[START OF Document passage]

The Big Score: High-Stakes Tests Are Rapidly Becoming a Rite of Passage in Districts around the Country. but Do They Really Improve Learning?

Newsweek, September 6, 1999 | Go to article overview

The Big Score: High-Stakes Tests Are Rapidly Becoming a Rite of Passage in Districts around the Country. but Do They Really Improve Learning?


Inside Chicago's top-ranked Whitney Young High School, the posters started appearing last December. LET'S BE #1! GIVE IT 110%! Usually this sort of rah-rah propaganda supports the basketball team, but this campaign by the principal had a different aim: urging kids to score high on the Illinois Goal Assessment Program, a standardized test that students would take in February. Tests are nothing new to the kids at Whitney Young--they already take three other batteries of standardized exams each year. But for a group of high-achieving 11th graders, the pressure was just too much. These kids say real learning is being shoved aside as teachers focus on boosting test scores. Creative writing? Forget it. Instead, they say, teachers emphasize a boilerplate essay format that exam scorers prefer. So on Feb. 2, eight juniors purposely failed the social-studies portion of the test. The next day 10 failed the science test. Then they sent a letter to the principal: "We refuse to feed into this test-taking frenzy."

[END OF Document passage]

## Short exercise 1:
Answer these questions using the article on high-stakes tests.
(a) Which standardized test did the principal's poster campaign urge students to score high on?
(b) How many other batteries of standardized exams do Whitney Young students already take each year?
(c) How many juniors purposely failed the social-studies portion of the test on Feb. 2?

[START OF Dataset]

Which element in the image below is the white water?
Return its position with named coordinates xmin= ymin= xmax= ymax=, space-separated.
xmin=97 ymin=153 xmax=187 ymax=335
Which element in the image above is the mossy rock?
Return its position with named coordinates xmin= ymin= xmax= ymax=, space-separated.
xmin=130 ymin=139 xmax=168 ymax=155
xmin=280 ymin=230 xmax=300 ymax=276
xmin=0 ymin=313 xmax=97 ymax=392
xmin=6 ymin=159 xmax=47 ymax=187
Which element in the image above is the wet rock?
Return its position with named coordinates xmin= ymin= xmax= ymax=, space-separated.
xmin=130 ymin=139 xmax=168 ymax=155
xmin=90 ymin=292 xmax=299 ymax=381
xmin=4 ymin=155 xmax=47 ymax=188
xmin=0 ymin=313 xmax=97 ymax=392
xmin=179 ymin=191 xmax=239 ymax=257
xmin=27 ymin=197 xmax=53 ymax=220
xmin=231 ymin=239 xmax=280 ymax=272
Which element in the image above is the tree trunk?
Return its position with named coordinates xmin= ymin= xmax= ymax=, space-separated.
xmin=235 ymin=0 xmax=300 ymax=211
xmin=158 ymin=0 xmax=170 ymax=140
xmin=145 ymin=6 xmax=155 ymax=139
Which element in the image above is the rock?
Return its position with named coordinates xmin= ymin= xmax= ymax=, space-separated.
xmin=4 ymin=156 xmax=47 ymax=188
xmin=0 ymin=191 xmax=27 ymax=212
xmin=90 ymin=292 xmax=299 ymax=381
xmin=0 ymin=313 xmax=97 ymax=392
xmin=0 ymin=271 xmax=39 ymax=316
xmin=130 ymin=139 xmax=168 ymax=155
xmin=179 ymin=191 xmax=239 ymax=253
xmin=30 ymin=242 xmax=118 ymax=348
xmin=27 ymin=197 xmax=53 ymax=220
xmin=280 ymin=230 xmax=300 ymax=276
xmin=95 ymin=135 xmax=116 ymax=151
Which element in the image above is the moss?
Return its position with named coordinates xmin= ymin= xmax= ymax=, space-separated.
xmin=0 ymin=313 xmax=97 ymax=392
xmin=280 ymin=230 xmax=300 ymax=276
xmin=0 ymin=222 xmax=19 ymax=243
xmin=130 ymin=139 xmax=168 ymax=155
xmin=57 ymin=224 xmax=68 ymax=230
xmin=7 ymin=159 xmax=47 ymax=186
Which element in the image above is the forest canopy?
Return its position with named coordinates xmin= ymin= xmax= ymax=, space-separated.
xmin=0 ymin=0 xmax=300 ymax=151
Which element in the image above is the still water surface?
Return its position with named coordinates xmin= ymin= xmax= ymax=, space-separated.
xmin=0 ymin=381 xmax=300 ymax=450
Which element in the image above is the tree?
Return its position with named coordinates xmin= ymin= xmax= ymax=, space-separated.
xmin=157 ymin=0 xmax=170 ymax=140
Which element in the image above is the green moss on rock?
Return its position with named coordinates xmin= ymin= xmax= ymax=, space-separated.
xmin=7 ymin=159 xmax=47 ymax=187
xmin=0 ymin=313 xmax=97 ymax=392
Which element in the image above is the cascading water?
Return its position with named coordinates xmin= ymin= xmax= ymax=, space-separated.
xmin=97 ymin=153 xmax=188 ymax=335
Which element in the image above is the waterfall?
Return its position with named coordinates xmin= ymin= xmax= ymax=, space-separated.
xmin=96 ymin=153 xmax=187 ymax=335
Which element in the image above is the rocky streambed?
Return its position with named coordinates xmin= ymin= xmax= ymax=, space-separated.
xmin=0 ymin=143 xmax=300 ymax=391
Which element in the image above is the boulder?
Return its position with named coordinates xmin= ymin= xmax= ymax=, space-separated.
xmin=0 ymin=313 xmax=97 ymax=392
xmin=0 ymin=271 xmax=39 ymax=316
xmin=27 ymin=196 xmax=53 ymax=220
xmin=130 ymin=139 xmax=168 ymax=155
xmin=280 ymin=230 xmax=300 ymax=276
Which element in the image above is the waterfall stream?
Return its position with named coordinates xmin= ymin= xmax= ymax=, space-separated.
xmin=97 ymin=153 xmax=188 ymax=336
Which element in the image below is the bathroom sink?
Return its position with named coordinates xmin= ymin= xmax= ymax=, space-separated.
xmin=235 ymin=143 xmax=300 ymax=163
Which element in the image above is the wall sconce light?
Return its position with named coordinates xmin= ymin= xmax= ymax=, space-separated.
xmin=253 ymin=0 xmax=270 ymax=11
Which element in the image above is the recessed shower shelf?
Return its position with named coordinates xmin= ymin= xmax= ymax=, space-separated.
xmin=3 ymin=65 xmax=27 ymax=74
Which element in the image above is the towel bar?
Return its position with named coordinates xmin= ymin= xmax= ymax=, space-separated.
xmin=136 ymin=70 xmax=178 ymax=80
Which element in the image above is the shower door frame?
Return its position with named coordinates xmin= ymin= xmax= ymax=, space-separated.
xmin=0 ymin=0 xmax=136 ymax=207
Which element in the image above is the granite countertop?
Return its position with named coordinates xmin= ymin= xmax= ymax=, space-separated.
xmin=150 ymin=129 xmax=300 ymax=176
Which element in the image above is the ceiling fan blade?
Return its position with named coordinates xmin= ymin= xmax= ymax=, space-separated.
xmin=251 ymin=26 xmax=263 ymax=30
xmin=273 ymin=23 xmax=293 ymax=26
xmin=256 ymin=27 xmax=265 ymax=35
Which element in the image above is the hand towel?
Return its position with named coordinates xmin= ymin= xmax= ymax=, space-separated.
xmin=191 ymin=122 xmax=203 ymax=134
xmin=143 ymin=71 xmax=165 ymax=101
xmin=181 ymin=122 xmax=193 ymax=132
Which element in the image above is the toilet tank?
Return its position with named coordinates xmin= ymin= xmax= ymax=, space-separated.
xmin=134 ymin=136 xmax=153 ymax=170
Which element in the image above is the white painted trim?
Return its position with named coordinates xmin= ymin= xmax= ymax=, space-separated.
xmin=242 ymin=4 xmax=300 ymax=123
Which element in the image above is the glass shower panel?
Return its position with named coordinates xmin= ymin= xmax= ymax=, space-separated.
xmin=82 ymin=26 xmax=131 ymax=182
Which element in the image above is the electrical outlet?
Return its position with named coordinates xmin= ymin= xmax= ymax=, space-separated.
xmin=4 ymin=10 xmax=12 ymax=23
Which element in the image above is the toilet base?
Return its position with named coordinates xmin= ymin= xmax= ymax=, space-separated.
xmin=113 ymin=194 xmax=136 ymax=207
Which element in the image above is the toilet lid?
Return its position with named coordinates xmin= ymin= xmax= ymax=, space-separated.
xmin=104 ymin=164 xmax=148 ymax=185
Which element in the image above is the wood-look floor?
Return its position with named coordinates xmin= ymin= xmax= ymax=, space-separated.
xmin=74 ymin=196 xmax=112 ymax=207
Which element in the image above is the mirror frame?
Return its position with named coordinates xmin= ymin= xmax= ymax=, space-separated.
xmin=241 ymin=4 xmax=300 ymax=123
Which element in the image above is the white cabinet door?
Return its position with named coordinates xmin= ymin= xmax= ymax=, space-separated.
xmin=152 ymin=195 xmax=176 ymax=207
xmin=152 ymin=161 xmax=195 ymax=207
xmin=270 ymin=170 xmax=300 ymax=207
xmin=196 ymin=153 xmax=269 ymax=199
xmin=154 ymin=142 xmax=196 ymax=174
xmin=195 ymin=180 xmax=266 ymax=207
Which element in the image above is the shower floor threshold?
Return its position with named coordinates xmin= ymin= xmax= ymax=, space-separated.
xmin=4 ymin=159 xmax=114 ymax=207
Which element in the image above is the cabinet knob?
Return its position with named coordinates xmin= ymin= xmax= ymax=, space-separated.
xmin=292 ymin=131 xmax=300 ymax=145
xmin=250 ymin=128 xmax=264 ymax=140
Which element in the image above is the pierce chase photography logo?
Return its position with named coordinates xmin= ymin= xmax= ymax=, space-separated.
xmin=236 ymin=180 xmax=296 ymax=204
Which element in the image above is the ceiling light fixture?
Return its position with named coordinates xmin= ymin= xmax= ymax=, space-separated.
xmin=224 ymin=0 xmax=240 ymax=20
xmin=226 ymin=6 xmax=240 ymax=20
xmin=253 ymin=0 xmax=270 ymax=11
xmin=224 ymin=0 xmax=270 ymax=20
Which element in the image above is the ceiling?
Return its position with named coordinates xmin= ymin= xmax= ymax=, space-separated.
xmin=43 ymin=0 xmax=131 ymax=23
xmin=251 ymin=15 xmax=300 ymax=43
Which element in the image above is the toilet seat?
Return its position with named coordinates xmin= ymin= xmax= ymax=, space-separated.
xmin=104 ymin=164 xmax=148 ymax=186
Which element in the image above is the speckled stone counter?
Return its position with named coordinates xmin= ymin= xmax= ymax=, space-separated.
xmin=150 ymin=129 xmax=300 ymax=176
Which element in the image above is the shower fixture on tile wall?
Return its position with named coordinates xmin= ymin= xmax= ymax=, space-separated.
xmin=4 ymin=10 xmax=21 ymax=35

[END OF Dataset]

## Short exercise 2:
Put lines from the records into a JSON list of strings, one string per line, leaving out blank lines. Begin at the line that has "Which element in the image above is the ceiling fan", and stop after the line that has "xmin=256 ymin=27 xmax=265 ymax=35".

## Full solution 1:
(a) The Illinois Goal Assessment Program
(b) Three
(c) Eight

## Full solution 2:
[
  "Which element in the image above is the ceiling fan blade?",
  "Return its position with named coordinates xmin= ymin= xmax= ymax=, space-separated.",
  "xmin=251 ymin=26 xmax=263 ymax=30",
  "xmin=273 ymin=23 xmax=293 ymax=26",
  "xmin=256 ymin=27 xmax=265 ymax=35"
]